■ **Cosa si chiede**
Prosegui il testo sui poster dedicati alla PrEP e all'HIV, riprendendo subito dopo la sua ultima frase.

■ **Testo di partenza**
Stamattina ho deciso di passeggiare fra le file di poster ed estrarne alcuni per voi, in fondo trovate tutte le foto. Inizio con uno studio che mi ha colpito, soprattutto pensando ai nostri utenti in PrEP appassionati di palestra.

Il titolo è Prevalence of the use of sports supplements and illicit drugs for use in gyms in people included in HIV pre‐exposure prophylaxis programmes (Gym‐PrEP cohort). Contrariamente a quanto si poteva pensare, gli AAS (Anabolic Androgenic Steroids) sono usati solo dall’8% del campione (tamoxifen, ormone della crescita, ecc.), mentre la maggior parte del campione utilizza proteine in polvere (78%) o creatina (68%). Tuttavia anche in chi consuma prodotti legali per la palestra si registra un incremento della creatinina nel primo anno di 0,047%. La prevalenza di utilizzo di questi prodotti da palestra è alta negli utenti PrEP e generalmente viene associata a tossicità renale, cosa registriamo anche noi e ci porta a fare counselling mirato.

Sono stati pubblicati anche i risultati dello studio PriDE al quale ha collaborato anche Plus. In sostanza la ricerca esamina la diffusione di PrEP in Italia e giunge alla conclusione che l’implementazione della PrEP da noi è in rapida crescita in 2 Regioni: Lazio e Lombardia. Da sole cubano il 67, 5% delle persone il PrEP. Credo che sia sufficiente per dire che c’è ancora molto lavoro da fare. Purtroppo PrEP in Italia è arrivata con grave e colpevole ritardo rispetto ad altri Paesi e si inserisce in un quadro di ignoranza e disinteresse sul tema HIV.

Lo studio portoghese Does tenofovir disoproxil fumarate/emtricitabine for HIV pre‐exposure prophylaxis induce changes in kidney function in people older than 50 years old? Ci dice che no, nelle persone sopra i 50 la PrEP non disturba il fegato.
Il poster HIV+ donor to positive recipient kidney transplantation, fa il punto su una procedura di cui si parla da tempo ossia il trapianto di fegato fra HIV positivi, che sta avendo un qualche successo. Lo studio è spagnolo e l’obiettivo dichiarato consiste nel cercare di cambiare la legge sulle donazioni.

■ **Voci fornite**
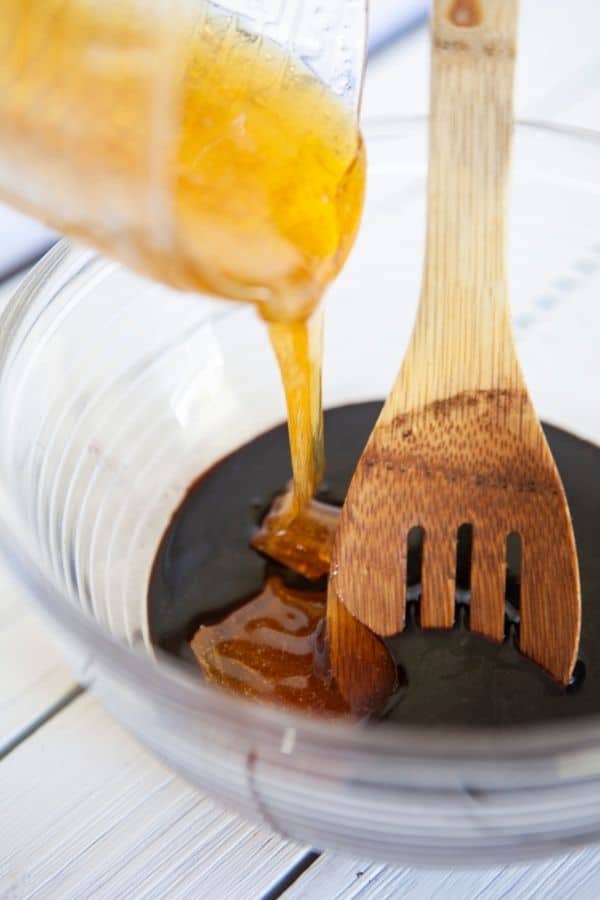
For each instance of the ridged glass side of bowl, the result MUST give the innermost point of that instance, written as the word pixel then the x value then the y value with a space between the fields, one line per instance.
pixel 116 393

--

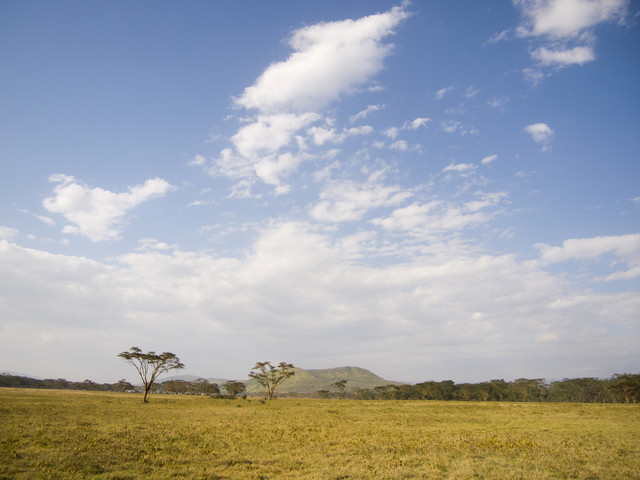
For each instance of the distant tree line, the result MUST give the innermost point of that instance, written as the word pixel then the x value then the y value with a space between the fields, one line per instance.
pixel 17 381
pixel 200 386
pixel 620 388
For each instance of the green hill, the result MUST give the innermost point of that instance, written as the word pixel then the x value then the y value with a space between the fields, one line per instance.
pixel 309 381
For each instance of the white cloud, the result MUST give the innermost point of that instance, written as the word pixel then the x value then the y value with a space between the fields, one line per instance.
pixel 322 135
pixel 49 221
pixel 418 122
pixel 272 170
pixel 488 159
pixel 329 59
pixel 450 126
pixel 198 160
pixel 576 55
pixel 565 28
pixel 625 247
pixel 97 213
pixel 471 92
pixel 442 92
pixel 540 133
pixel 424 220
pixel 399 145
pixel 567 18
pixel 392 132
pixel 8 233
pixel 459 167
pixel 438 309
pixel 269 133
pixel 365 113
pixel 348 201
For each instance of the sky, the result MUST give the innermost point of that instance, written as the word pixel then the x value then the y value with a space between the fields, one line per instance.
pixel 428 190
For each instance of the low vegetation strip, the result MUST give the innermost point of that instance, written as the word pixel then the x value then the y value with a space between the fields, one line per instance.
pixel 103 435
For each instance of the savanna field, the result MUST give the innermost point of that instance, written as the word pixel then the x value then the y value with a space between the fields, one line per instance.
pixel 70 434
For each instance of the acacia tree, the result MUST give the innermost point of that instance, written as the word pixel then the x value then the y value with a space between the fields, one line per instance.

==

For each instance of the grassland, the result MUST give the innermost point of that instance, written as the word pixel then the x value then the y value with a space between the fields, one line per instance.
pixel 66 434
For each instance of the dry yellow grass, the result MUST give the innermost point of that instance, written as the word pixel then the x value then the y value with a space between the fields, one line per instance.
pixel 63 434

■ **Spazio risposta**
Lo studio T‐cell homeostasis and microbial translocation in PLWH switching from triple to dual INSTI‐based combination antiretroviral therapy (cART), dell’Università di Milano, indaga come si comportano le cellule T e cosa accade con la traslocazione microbica nelle persone con HIV che passato dalla triplice alla terapia a 2 farmaci. Lo switch da 3 a 2 farmaci sembra migliorare l’omeostasi delle cellule T, grazie all’incremento delle cellule memory e alla riduzione dell’attivazione delle T. Quanto duri nel tempo l’omeostasi è tutto da studiare. Per altro non si sono notati cambiamenti a livello di marker infiammatori intestinali suggeriscono pochi o nessun effetto della dual nella permeabilità gastrointestinale.

Lo studio spagnolo Safety and efficacy of dual doravirine plus lamivudine as a switch strategy in HIV patients with metabolic or renal issues, suggerisce che la terapia con doravirina+lamivudine sia ottimale nelle persone HIV+ con problemi metaboliti o renali per esempio causati da precedenti terapie a base di INSTI (Inibitori dell’Integrase).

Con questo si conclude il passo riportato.